REQUIRED WORK = Repeat word for word the lines of the entries below, from the line that contains "Can you find the water?" down through the last line of the entries.

• • • • • • •

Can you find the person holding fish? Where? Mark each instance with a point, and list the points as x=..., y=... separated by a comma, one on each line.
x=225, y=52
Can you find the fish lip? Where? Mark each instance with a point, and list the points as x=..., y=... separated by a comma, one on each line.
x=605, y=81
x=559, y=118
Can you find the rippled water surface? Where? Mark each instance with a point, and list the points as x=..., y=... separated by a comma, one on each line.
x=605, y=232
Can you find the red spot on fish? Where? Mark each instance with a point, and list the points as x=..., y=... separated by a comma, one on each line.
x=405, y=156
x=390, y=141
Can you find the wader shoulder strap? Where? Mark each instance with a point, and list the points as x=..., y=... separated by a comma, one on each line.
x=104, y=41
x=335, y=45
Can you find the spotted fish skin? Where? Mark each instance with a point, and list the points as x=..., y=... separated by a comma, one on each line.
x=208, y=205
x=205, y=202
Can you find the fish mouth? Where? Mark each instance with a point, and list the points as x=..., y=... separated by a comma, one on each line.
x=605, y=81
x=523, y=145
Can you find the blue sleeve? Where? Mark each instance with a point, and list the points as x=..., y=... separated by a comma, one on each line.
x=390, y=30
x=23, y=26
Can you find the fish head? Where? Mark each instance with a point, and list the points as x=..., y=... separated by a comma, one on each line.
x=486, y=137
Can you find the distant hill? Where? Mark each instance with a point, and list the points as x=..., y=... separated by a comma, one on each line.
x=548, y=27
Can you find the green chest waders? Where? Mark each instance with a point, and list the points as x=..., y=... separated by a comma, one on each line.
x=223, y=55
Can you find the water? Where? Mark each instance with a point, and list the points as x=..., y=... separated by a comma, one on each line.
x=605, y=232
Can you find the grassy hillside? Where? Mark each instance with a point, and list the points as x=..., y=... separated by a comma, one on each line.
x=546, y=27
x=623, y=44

• • • • • • •

THE RESULT =
Can you find the water? Where? Mark each instance with a point, and list the points as x=..., y=... separated by a comma, one on each line.
x=605, y=232
Can you find the grassy hillside? Where? Mark each instance with a point, and list the points as x=..., y=... separated by a comma, one on each line.
x=546, y=27
x=623, y=44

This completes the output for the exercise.